## INFORMATION PROVIDED
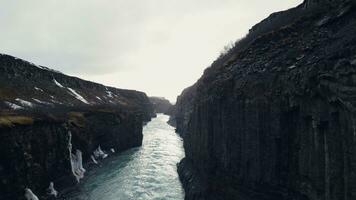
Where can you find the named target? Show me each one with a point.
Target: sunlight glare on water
(145, 173)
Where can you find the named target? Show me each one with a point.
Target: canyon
(274, 117)
(54, 127)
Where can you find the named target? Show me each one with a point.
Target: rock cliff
(274, 118)
(52, 124)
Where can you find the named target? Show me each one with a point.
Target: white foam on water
(29, 195)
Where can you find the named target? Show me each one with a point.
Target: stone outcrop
(274, 118)
(51, 124)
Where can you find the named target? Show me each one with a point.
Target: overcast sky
(156, 46)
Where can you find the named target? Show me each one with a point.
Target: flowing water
(145, 173)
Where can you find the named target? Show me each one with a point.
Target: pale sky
(156, 46)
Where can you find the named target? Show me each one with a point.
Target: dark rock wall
(34, 134)
(34, 155)
(276, 120)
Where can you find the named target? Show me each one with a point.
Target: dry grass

## YOUR ASSIGNMENT
Transcribe all of the records above exactly; no image should appear in what you write.

## WRITTEN RESPONSE
Where can you find the named target? Show me each one with a point.
Target: sunlight glare on water
(145, 173)
Where can you find the named target? Show me each one with a point.
Target: canyon
(274, 117)
(54, 127)
Where can you find the named target? Show me each one with a point.
Target: rock cliff
(274, 118)
(52, 124)
Where can you find the named target? Show me each one with a point.
Target: white foam on water
(29, 195)
Where can you find the named target? Show me each one with a point.
Target: stone outcrop
(274, 118)
(51, 124)
Where can you find the named target? Show me each one with a point.
Target: overcast sky
(156, 46)
Where can you find the named target? Show me each one with a point.
Target: flowing water
(145, 173)
Where can you find the named target? Show me each one with a point.
Target: pale sky
(156, 46)
Where can you find the named target? Show me each one with a point.
Target: dark rock wall
(34, 134)
(34, 155)
(276, 120)
Where can you find the named target? Show me each one with a point.
Target: dry grass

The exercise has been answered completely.